(Document segment)

A new Bill provides proper, balanced punishment for S’pore’s most depraved criminals


DEPLORABLE CRIMINALS exist — attempted murderers and serious sexual abusers such as child rapists and serial rapists. Left to their own devices, these dangerous individuals are unsuited for life outside prison; release often simply means giving them the liberty to commit new atrocities. A list of some recent cases in Singapore is here. It is stomach-churning, especially the case involving the man who — within two short years of his prison release — sexually assaulted his two grandnieces.  

Criminal Procedure (Miscellaneous Amendments) Bill which our PAP MPs helped pass today (Feb 5) is here with its new Sentence for Enhanced Public Protection (SEPP) to keep these deplorables where they belong: Locked up and away from the community for a minimum of five to 20 years and afterwards until a board of experts and the Minister for Home Affairs assess that they are no longer a threat to public safety. Under the new regime, the court can decide if the sentencing should be under SEPP upfront for these selected serious crimes.  

“With the normal prison sentences, these offenders go free after serving their prison terms. Even if there is an assessed risk that they might go out and do bad things,” said Minister for Law and Home Affairs K Shanmugam when he read the Bill out to Parliament, alongside Minister of State for Home Affairs Sun Xueling and Senior Parliamentary Secretary for Law Rahayu Mahzam.

(List of tasks)
1. Answer these from the article on Singapore's new sentencing Bill:
(a) How long after his prison release did the man assault his two grandnieces?
(b) For what minimum period does the Sentence for Enhanced Public Protection keep offenders locked up?
(c) Who read the Bill out to Parliament?
2. Translate this sentence from the sentencing Bill article into French: "It is stomach-churning, especially the case involving the man who — within two short years of his prison release — sexually assaulted his two grandnieces."
3. Carry on the article about Singapore's new sentencing Bill from its last sentence.
The items have nothing to do with any of this.

Image point grounding data:

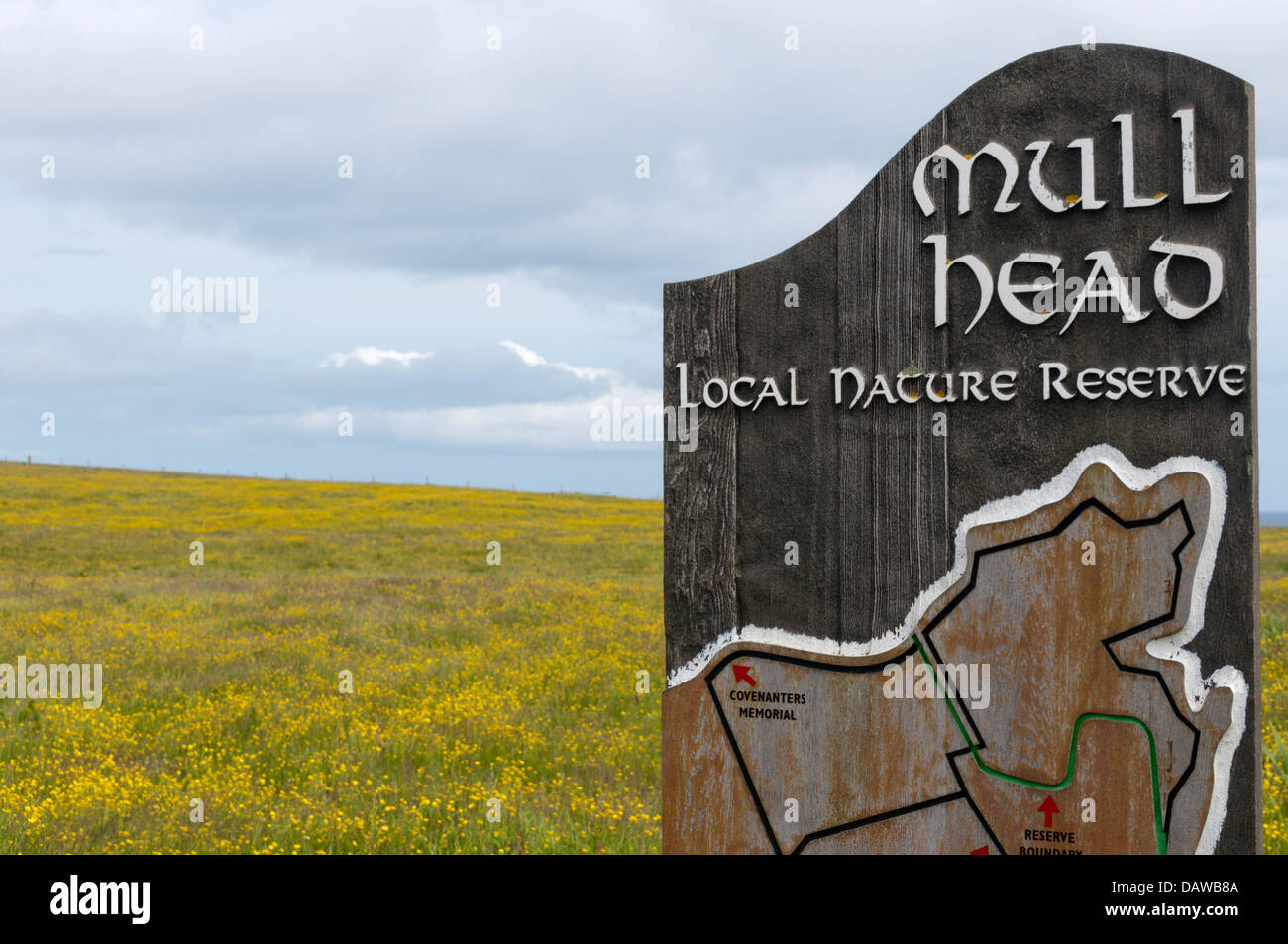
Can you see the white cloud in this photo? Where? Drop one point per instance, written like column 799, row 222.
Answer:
column 533, row 360
column 374, row 356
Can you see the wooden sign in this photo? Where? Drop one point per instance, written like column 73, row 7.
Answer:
column 961, row 548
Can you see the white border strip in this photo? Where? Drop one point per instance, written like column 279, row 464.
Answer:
column 1163, row 648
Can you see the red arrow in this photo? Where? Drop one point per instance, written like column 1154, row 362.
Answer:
column 1050, row 809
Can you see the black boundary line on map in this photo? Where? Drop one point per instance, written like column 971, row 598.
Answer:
column 925, row 635
column 746, row 775
column 970, row 800
column 1171, row 614
column 877, row 818
column 1109, row 643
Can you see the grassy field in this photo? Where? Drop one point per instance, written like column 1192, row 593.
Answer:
column 477, row 687
column 472, row 682
column 1274, row 681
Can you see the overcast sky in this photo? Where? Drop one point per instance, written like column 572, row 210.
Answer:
column 471, row 167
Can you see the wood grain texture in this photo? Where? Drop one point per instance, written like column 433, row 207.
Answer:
column 872, row 496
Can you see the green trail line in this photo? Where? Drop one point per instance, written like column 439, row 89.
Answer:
column 1159, row 836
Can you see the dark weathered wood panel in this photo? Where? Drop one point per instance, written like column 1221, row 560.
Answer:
column 700, row 484
column 871, row 494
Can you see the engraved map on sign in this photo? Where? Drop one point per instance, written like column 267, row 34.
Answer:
column 1037, row 700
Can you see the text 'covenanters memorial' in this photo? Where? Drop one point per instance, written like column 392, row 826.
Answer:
column 965, row 556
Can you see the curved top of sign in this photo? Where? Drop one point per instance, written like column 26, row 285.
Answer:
column 1041, row 93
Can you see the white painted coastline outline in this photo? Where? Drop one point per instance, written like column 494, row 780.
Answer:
column 1163, row 648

(Expected results)
1.
(a) Within two short years.
(b) Five to 20 years.
(c) Minister for Law and Home Affairs K Shanmugam.

2. C'est écœurant, en particulier le cas de l'homme qui, moins de deux ans après sa sortie de prison, a agressé sexuellement ses deux petites-nièces.

3.
“With the SEPP, there can be a more calibrated approach to better protect society. There will be an assessment, at the end of the minimum term, to see if it is safe to release such offenders,” added Minister Shanmugam.  

So this is our Party wholeheartedly strengthening the legal system to make sure that appropriate punishments are meted out, as well as to protect Singaporeans — especially the most vulnerable — from serious crimes.  

A balanced law, a calibrated safety tool

Our MPs naturally had questions about how exactly the SEPP would work. It is important that we find the right balance between society’s interests and an individual’s rights — and within the Singaporean context. 

MPs Louis Ng (Nee Soon GRC) and Sharael Taha (Pasir Ris-Punggol GRC) asked about the resources for rehabilitating offenders on the SEPP.  

“Prisoners sentenced to SEPP may not necessarily be segregated. They will be housed in line with prevailing prison policies. This will allow them to benefit from the very comprehensive suite of rehabilitative programs that are available to all inmates. These include work, religious and educational activities,” answered SPS Rahayu. 

In a related vein, MP Ng and MP Gan Thiam Poh (Ang Mo Kio GRC) asked how exactly an offender would be discharged from the SEPP. 

“Independent risk assessments by experts will play a role in this regime. …When conducting the assessments, the assessor can also interview the subjects and possibly their next-of-kin and this can be supplemented with relevant information from the agencies,” said SPS Rahayu.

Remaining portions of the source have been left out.